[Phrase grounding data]
===============
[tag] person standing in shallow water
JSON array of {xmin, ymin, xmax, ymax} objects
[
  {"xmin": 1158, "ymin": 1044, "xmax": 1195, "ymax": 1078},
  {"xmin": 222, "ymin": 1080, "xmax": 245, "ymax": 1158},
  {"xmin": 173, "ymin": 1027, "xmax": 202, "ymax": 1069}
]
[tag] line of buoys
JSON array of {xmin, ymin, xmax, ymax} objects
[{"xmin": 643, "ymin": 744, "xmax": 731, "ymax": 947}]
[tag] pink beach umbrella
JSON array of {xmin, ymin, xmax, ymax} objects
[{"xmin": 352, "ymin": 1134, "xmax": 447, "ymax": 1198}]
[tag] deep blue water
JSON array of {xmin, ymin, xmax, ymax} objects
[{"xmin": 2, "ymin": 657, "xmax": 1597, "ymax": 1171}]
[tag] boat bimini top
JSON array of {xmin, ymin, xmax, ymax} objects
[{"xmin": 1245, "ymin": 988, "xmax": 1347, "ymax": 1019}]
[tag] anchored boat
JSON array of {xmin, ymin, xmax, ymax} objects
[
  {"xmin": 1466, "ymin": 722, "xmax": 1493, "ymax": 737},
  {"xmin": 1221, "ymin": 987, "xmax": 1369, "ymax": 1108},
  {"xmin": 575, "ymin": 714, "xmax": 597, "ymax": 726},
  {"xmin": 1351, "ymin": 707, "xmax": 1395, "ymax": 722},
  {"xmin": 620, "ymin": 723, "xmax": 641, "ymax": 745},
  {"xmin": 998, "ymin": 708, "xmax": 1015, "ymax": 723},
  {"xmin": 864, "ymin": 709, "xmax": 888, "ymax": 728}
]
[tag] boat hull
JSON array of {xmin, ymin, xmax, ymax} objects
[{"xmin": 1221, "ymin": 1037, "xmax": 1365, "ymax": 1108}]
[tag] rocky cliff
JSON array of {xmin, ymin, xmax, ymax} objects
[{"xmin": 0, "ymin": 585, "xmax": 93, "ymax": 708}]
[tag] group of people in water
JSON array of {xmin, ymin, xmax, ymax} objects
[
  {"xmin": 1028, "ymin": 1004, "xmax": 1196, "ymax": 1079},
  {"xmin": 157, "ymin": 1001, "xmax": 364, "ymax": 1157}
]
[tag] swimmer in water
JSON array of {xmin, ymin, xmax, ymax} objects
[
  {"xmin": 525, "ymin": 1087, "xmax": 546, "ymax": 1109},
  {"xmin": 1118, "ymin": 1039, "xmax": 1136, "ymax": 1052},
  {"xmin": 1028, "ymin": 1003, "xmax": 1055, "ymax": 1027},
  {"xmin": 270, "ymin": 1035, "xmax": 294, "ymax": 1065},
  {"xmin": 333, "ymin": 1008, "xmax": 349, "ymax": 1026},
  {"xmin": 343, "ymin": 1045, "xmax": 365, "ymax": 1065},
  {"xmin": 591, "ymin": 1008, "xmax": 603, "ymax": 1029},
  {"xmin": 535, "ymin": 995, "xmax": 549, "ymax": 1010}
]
===============
Action item =>
When a line in the records above holds "boat", that line is to be reported.

Output below =>
[tag] boat bimini top
[tag] anchored boat
[tag] boat hull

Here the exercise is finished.